# Short task
List each line in the rows below that contains the string "layout". Treat uppercase and lowercase letters as different.

[Entries for pointing and labeling]
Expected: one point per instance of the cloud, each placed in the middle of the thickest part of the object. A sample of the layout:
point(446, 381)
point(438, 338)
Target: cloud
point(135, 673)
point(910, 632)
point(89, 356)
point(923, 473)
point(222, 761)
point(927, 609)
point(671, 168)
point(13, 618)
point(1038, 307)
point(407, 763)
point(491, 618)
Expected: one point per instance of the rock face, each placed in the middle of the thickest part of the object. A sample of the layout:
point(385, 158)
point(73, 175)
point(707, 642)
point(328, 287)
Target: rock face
--
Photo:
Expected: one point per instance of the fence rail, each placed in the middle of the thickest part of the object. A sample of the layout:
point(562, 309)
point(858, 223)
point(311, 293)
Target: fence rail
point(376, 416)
---
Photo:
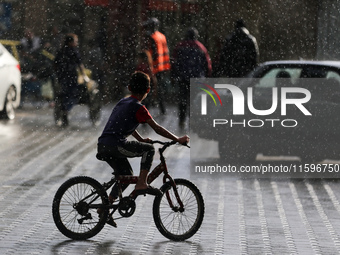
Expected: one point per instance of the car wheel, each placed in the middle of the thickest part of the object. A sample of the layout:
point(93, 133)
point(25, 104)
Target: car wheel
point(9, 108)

# Exercise answer
Expected: one point per instance of the cloud, each placed in the middle of the thickest part of the object. A sample of the layout:
Expected: one point per instance of the rock face, each placed in the middle of the thickest part of the object. A sample of the layout:
Expected: one point per instance of the fence rail, each placed in the middle of the thickest part of the object. A sample of the layout:
Expected: one point per instance of the car wheel, each placed in the middle of the thickest part of the object. A sample of the layout:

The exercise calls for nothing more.